Effect of Hot Dip Galvanized Steel Surface Chemistry and Morphology on Titanium Hexafluoride Pretreatment ()
1. Introduction
Hot dip galvanized (HDG) zinc coatings are known for good formability and high corrosion resistance. HDG steel is coated in a continuous color coating line in order to improve the corrosion protection of the final product, provide desired functionality and for aesthetical reasons. Color coated HDG steel has wide range of applications from household appliances to construction industry. The various applications set different demands for the performance of the coated steel products. The degradation reactions (due to physical, chemical or biological degradation, oxidation or photo-oxidation) of polymer coatings are fairly well known [1] , and polymer matrixes can be tailored according to the requirements of the end use environment. The corrosion properties of color coated steel are regulated by incorporating corrosion inhibitors into the coatings. The performance of different inhibitors has also been widely studied and the non toxic inhibitors have now mostly replaced the chromates [2] [3] [4] [5] .
Coating adhesion on pretreated HDG surfaces depends mainly on physical bonds (dispersive and electrostatic forces) and chemical bonds (covalent, ionic, hydrogen and polar) [6] . In order to improve metal/coating adhesion, zinc coated steel is pretreated before color coating. Although the pretreatment layers are significantly thinner than the organic coatings, they are of crucial importance for the coating adhesion as well as for the corrosion resistance [7] [8] [9] [10] [11] . The corrosion resistance is strongly affected by the electrolytic environment that prevails at the metal/polymer interface [12] [13] . The term “barrier effect” is often used to describe the overall performance of the Cr-free pretreatments, indicating that the modern Cr-free pretreatments lack the active corrosion resistance typical for chromates. Pretreatment solutions based on titanium or zirconium hexafluorides are widely used in the color coating industry for hot dip galvanized steel. The uniformity of a titanium hexafluoride pretreatment layer on the HDG surface has been shown to correlate with the humidity resistance of coated panels [14] .

========================================================================

▶ _PROBLEM A_
Can you condense the paragraph of the galvanized steel introduction that begins "Coating adhesion on pretreated HDG surfaces" into a short bulleted list of its main facts?
▶ _PROBLEM B_
Could you extend the introduction on hot dip galvanized steel pretreatment, picking up after its last sentence?

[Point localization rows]

========================================================================

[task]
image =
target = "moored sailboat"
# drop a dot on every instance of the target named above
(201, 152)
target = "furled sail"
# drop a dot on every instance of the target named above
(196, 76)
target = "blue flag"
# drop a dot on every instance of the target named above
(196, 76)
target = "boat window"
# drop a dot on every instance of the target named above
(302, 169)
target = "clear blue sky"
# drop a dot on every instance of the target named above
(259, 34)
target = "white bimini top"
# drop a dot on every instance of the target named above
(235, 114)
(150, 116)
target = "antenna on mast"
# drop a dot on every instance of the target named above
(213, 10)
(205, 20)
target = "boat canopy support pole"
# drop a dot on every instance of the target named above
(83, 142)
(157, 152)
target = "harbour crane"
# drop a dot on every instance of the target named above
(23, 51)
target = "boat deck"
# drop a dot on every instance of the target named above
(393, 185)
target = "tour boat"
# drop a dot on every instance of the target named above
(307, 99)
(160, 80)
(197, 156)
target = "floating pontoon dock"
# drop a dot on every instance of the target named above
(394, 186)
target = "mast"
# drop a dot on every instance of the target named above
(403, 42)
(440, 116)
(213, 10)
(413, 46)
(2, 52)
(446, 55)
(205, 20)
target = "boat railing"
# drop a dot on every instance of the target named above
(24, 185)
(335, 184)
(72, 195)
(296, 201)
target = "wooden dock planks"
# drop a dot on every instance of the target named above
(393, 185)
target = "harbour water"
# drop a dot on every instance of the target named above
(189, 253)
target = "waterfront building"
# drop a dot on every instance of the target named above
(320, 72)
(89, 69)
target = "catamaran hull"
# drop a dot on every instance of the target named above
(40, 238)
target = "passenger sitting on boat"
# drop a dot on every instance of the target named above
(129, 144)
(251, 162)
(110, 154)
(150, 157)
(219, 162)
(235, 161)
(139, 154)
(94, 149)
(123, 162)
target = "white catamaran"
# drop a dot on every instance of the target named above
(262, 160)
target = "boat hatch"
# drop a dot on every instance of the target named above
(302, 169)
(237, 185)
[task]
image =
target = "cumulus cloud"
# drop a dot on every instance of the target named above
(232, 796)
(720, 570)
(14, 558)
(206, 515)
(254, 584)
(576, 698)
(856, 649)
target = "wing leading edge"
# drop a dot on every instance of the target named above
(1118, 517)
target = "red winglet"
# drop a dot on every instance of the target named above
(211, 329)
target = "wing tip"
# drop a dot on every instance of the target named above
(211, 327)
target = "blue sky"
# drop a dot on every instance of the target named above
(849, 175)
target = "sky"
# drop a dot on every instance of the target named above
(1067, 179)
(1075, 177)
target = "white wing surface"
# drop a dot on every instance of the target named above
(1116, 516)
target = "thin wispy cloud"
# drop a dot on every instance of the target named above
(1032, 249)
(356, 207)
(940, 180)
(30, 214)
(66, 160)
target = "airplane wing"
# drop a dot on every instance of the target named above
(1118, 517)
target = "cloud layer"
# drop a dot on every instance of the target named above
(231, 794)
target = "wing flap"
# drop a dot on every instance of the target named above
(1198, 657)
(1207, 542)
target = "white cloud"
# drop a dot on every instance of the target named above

========================================================================

▶ _RESPONSE BOX A_
- Coating adhesion on pretreated HDG surfaces relies mainly on physical bonds (dispersive and electrostatic forces) and chemical bonds (covalent, ionic, hydrogen and polar).
- Zinc coated steel is pretreated before color coating to improve metal/coating adhesion.
- Pretreatment layers are much thinner than the organic coatings but are crucial for both adhesion and corrosion resistance.
- Corrosion resistance depends strongly on the electrolytic environment at the metal/polymer interface.
- Cr-free pretreatments are often described by a "barrier effect," meaning they lack the active corrosion resistance typical of chromates.
- Titanium or zirconium hexafluoride pretreatments are widely used for HDG steel in the color coating industry.
- The uniformity of a titanium hexafluoride pretreatment layer has been shown to correlate with the humidity resistance of coated panels.

▶ _RESPONSE BOX B_
It remains a challenge to achieve the functional performance of chromate pretreatments with Cr-free pretreatments, which increases the importance of better understanding of the molecular level interactions between the metal coating applied by hot dip galvanizing and the Cr-free pretreatments [15] . The effect of surface chemistry of zinc coatings to the performance of thin passivation and pretreatment layers has been to some extent discussed in earlier studies [7] [15] [16] . The surface topography and its effect on coating adhesion have also been addressed, but the studies have mostly concentrated on the effect of temper rolling [6] .
In this study, the chemistry and morphology of HDG surfaces, as well as their effects on the alkaline cleaning and titanium hexafluoride pretreatment were evaluated.
2. Materials and Methods
Non temper rolled hot dip galvanized steel (~0.2% Al in the zinc bath) with a total coating mass of 275 g Zn/m2 was obtained from SSAB Europe Oy. The HDG steel was obtained without protective oil. The laboratory pretreatments were carried out as follows. The alkaline cleaning solution was prepared in deionized water from powder (Gardoclean 338, Chemetall). The prepared solutions and the corresponding pH values of the solutions are shown in Table 1. The cleaning was performed by dipping the panels in a bath at 60˚C for 4 s, followed by two times of rinsing with deionized water (60˚C for 4 s) in separate baths. The cleaning procedure was repeated two times. The pretreatment chemical was applied by dipping the panels into the pretreatment chemical bath (15% chemical concentration) for 4 s, followed by removal of excess liquid by pressing with a Teflon rolling pin on a magnetic chuck. Finally, the panels were oven dried at 60˚C for 5 minutes.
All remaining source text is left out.